--- Begin Extract ---

The majority of states have seen declines -- some quite significant.

------
pflats
Speaking as a teacher, while your 5-points are very good, there's a happy
medium here you can hit between free and paid.

Individual teachers have minuscule discretionary budgets (either $0 flat or up
to a few hundred for everything). Departments in a school have a bit more
(usually hundreds to thousands once textbooks are paid for). Schools and
school districts have more money to talk about.

The pace of adoption is the exact opposite. Teachers are willing to try
something new, and will show it to their friends/coworkers if it's awesome.
School districts are slow to adopt new technology, and rarely turnkey it to
other district (schools have their own NIH syndrome).

You want to find a way to make the individual teachers happy and seek out your
tool, but also give them a reason for their supervisors to want to pay you.
Think about what an org chart for a school would look like. Each teacher has
15-150 students who report to them. They'll collaborate with the other
teachers, and all report to a supervisor, who has their own boss(es).

--- End Extract ---
--- Begin Raw data ---

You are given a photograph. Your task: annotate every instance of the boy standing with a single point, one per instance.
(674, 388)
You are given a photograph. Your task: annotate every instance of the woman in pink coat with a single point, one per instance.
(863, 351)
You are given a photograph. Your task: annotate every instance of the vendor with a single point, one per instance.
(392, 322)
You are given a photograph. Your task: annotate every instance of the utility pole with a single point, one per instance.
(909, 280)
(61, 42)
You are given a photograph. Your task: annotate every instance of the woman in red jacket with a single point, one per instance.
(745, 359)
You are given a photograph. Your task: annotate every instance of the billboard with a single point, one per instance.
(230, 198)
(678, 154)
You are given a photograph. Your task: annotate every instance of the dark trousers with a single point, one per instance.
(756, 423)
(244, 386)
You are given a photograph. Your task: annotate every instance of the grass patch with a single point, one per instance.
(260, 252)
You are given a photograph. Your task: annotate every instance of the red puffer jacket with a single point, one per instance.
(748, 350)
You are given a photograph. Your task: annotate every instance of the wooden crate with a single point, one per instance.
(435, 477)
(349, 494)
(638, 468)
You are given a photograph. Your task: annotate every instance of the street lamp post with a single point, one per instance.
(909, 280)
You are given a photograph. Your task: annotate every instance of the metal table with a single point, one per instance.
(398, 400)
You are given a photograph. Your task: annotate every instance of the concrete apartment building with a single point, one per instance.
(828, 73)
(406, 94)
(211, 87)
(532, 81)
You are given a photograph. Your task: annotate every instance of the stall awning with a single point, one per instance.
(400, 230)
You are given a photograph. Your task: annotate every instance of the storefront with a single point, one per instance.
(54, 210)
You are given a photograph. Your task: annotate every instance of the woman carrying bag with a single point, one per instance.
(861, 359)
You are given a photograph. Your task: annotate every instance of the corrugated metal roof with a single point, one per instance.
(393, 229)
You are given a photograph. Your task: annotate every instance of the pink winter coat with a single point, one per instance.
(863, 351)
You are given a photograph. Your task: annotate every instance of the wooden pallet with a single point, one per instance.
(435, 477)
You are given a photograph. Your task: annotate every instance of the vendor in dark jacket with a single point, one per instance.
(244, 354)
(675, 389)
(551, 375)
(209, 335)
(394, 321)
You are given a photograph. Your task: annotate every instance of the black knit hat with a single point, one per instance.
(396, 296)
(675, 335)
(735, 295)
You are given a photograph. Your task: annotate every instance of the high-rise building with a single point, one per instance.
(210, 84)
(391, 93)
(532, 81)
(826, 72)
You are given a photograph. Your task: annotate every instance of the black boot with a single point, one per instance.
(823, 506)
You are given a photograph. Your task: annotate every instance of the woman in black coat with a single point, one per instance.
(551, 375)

--- End Raw data ---

### Work instructions
(1) In the forum post about selling software to schools, how many students does each teacher have reporting to them?
(2) Quote the forum post about selling software to schools from "The pace of" to "to pay you.".
(3) Extend the forum post about selling software to schools, picking up right after its final sentence.

### Results for the exercise
(1) Each teacher has 15 to 150 students.

(2)
The pace of adoption is the exact opposite. Teachers are willing to try
something new, and will show it to their friends/coworkers if it's awesome.
School districts are slow to adopt new technology, and rarely turnkey it to
other district (schools have their own NIH syndrome).

You want to find a way to make the individual teachers happy and seek out your
tool, but also give them a reason for their supervisors to want to pay you.

(3)
In a school, you'll probably either want to hit the collaboration between
teachers or easy metrics on student performance for the big bosses as your
pain points. It won't stop us from using your program for free, but it'll give
the people with money a reason to want to implement it in the entire school.

------
sammyd56
"An entire generation of teachers and administrators is embracing the belief
that technology will allow teachers and students to work together more
effectively, to research more broadly, to share more generously, and to learn
more passionately."

As a teacher and member of that generation, thankyou.

Are there any other awesome product like lucidchart available free of charge
to K-12 schools?